**Data supplied**.

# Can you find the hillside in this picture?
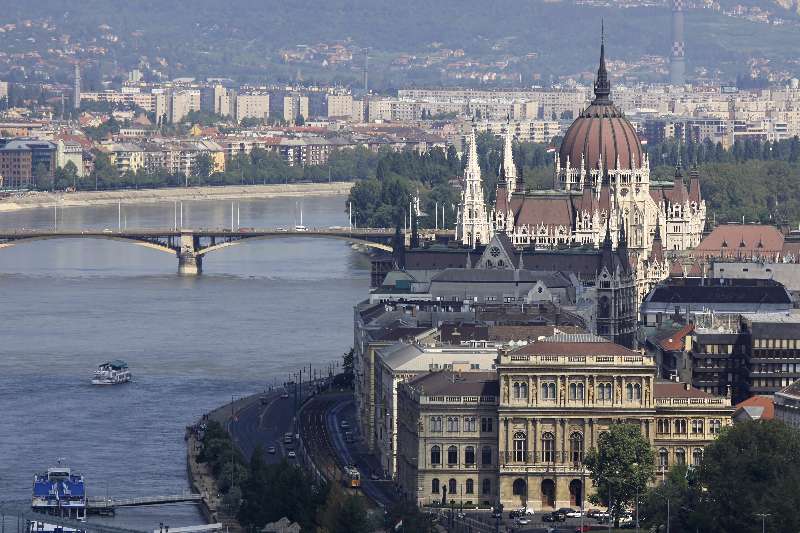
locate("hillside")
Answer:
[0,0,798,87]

--

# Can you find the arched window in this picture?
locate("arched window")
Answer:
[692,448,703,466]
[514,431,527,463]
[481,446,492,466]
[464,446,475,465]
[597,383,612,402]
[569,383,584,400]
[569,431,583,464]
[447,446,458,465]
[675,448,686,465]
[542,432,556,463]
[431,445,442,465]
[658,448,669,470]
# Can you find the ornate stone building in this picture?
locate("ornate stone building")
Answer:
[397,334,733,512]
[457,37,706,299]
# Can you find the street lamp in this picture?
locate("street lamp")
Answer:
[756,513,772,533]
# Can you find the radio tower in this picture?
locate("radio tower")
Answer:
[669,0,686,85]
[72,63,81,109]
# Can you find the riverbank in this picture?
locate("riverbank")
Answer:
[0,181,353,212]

**Work to complete**. Copy the material from the line with "# Can you find the ornate" up to and including the line with "[0,181,353,212]", reproducing each line without change.

**The answer**.
# Can you find the ornate stone building in this picture?
locate("ornate stone building")
Answer:
[397,334,733,512]
[457,37,706,299]
# Can you find the street lamp in this picture?
locate("street lamp")
Answer:
[756,513,772,533]
# Can you find the radio tower in this picture?
locate("radio tower")
Answer:
[669,0,686,85]
[72,63,81,109]
# Can you find the riverbank in this picture?
locate("riverbank")
Answer:
[0,181,353,212]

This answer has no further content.